__Set task__:
Reproduce each of the records below word for word, leaving every line unchanged.

__Input material__:
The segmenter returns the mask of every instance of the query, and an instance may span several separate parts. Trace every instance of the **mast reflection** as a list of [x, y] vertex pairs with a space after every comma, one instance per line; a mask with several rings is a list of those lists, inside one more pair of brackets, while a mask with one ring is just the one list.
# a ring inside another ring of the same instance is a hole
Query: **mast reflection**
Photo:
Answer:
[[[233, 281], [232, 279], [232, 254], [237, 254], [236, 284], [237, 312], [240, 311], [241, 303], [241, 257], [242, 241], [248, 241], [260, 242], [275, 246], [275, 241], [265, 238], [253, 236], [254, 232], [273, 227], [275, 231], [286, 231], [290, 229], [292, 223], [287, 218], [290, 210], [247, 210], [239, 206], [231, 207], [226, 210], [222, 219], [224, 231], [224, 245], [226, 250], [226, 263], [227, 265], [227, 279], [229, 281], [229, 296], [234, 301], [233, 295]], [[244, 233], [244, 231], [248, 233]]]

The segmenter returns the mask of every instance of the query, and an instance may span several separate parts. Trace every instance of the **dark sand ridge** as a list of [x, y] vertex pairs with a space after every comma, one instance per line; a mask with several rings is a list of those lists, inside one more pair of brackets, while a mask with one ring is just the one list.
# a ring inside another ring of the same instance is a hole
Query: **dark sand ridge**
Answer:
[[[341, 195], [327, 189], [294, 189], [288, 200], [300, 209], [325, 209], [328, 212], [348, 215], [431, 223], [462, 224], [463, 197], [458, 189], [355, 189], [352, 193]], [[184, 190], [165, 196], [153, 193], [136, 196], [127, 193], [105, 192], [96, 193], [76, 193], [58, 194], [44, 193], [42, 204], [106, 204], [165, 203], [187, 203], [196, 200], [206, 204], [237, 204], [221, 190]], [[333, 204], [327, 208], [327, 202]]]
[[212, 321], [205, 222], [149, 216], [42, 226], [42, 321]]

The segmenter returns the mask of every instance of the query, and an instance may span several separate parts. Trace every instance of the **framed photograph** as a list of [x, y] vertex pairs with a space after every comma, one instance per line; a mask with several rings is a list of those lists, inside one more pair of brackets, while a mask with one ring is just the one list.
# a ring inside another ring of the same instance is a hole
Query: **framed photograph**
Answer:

__Written solution__:
The segmenter returns the mask of every instance of the query, and an instance may span several separate parts. Trace every instance of the **mast reflection** as a list of [x, y] vertex pairs with a space after every comma, one instance per line; a mask with several rings is a list of those lists, inside one more pair of brackets, while a mask with one ring is just the one list.
# a ring inside another ring of the same instance is a hole
Query: **mast reflection**
Photo:
Answer:
[[[233, 281], [232, 279], [232, 254], [237, 254], [236, 284], [237, 312], [240, 311], [241, 303], [241, 257], [242, 241], [248, 241], [260, 242], [275, 246], [275, 241], [265, 238], [253, 236], [254, 232], [273, 227], [275, 231], [286, 231], [290, 229], [292, 223], [287, 218], [290, 210], [247, 210], [239, 206], [231, 207], [226, 210], [222, 219], [224, 231], [224, 245], [226, 250], [226, 263], [227, 265], [227, 279], [229, 281], [229, 296], [234, 301], [233, 295]], [[244, 233], [244, 231], [248, 233]]]

The segmenter returns the mask of every instance of the query, and an instance may span several separate parts. Trace every instance of the **dark sand ridge** as a list of [x, y] vertex pairs with a space after every comma, one instance per line; a mask with several rings is a list of those lists, inside one more pair of brackets, while a mask with one ring is just the one list.
# a ring inside another ring of the same instance is a hole
Query: **dark sand ridge**
Answer:
[[[341, 195], [327, 189], [294, 189], [288, 200], [300, 209], [325, 209], [328, 212], [348, 215], [431, 223], [462, 224], [463, 197], [458, 189], [355, 189], [352, 193]], [[184, 190], [165, 196], [153, 193], [136, 196], [127, 193], [105, 192], [96, 193], [76, 193], [58, 194], [44, 193], [42, 204], [106, 204], [165, 203], [187, 203], [196, 200], [206, 204], [237, 204], [221, 190]], [[333, 204], [327, 208], [327, 202]]]
[[212, 321], [205, 222], [149, 216], [42, 226], [42, 321]]

The segmenter returns the mask of every instance of the query, and an instance may span several separate parts. Trace every instance of the **framed photograph** as a list of [x, y] vertex pairs with a space after every comma, one instance per line; a mask with several rings is a list of those lists, inside one more pair of brackets, while a mask with one ring is just the one list.
# a ring inside another ring of the same instance is a hole
Query: **framed photograph**
Answer:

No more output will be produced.